··· DOCUMENT PASSAGE ···
For Pods (Traditional VM):

Click "Create" → "New Pod"
Select template
Choose GPU type (optional, not needed for this workload)
Set min/max auto-scale settings
Click "Run Pod"

3.3 Configure Networking

Expose Port: 8000
HTTPS: Enabled automatically
Public URL: Runpod generates automatically

🧪 Step 4: Test Deployed Endpoint

4.1 Get Endpoint URL

After deployment, Runpod provides a URL like:

https://your-endpoint-id.runpod-pods.net/

Or for Serverless:

https://api.runpod.io/v1/YOUR_ENDPOINT_ID/run

4.2 Test Basic Connectivity

# For Pods (direct connection)
curl -X POST https://your-endpoint-id.runpod-pods.net/health

# For Serverless (requires different format)
# See Runpod API documentation

Expected response:

{"status":"ok"}

4.3 Test Query Endpoint

curl -X POST https://your-endpoint-id.runpod-pods.net/query \
  -H "Content-Type: application/json" \
  -d '{"query":"כמה משתמשים כתבו תודה","top_k":5}'

Expected response:

{
  "query": "כמה משתמשים כתבו תודה",
  "summary": "1168 משובים מכילים ביטויי תודה.",
  "results": [...]
}

4.4 Test All Endpoints

Use the same curl commands from TESTING_CHECKLIST.md, but replace:

http://localhost:8000 → https://your-endpoint-id.runpod-pods.net

Or use Swagger UI:

https://your-endpoint-id.runpod-pods.net/docs

💰 Step 5: Configure Auto-Scaling (Optional)
··· DATASET EXTRACT ···
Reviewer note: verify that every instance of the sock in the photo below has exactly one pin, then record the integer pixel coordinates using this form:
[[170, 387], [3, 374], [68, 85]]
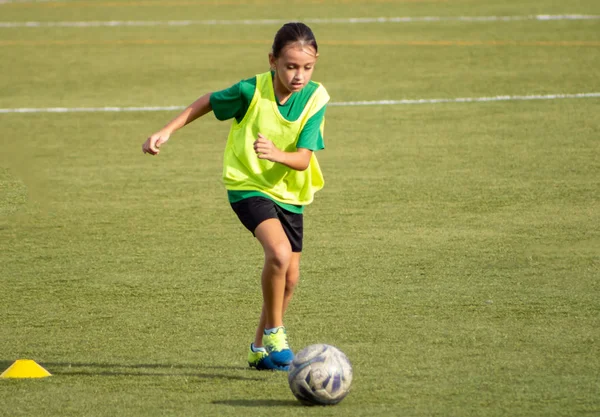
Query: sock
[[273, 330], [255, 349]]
···
··· DATASET EXTRACT ···
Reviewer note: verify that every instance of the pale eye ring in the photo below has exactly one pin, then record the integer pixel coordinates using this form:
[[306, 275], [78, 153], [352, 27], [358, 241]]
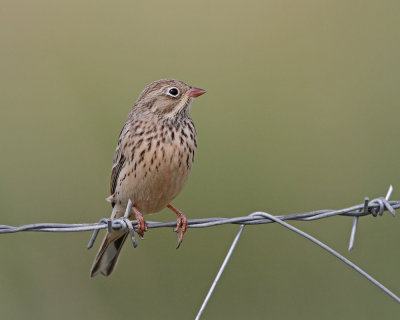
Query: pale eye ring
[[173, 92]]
···
# [WHAT TO WORK ON]
1 - In the Runpod deployment guide, substitute "setup" for "deployment" in the part that opens with the words containing "4.1 Get Endpoint" and closes with "Pods (direct connection)", and write out that part.
2 - Decide whether each statement agrees with the Runpod deployment guide, answering yes or no and quoting the words of the guide that settle it: (a) a GPU type is required for this workload; (b) HTTPS is enabled automatically; (c) the port to expose is 8080.
3 - List every numbered subsection heading in the Runpod deployment guide, such as the one beginning "3.3".

# [ANSWERS BY ITEM]
1 -
4.1 Get Endpoint URL

After setup, Runpod provides a URL like:

https://your-endpoint-id.runpod-pods.net/

Or for Serverless:

https://api.runpod.io/v1/YOUR_ENDPOINT_ID/run

4.2 Test Basic Connectivity

# For Pods (direct connection)

2 -
(a) No: "Choose GPU type (optional, not needed for this workload)"
(b) Yes: "HTTPS: Enabled automatically"
(c) No: "Expose Port: 8000"

3 -
3.3 Configure Networking
4.1 Get Endpoint URL
4.2 Test Basic Connectivity
4.3 Test Query Endpoint
4.4 Test All Endpoints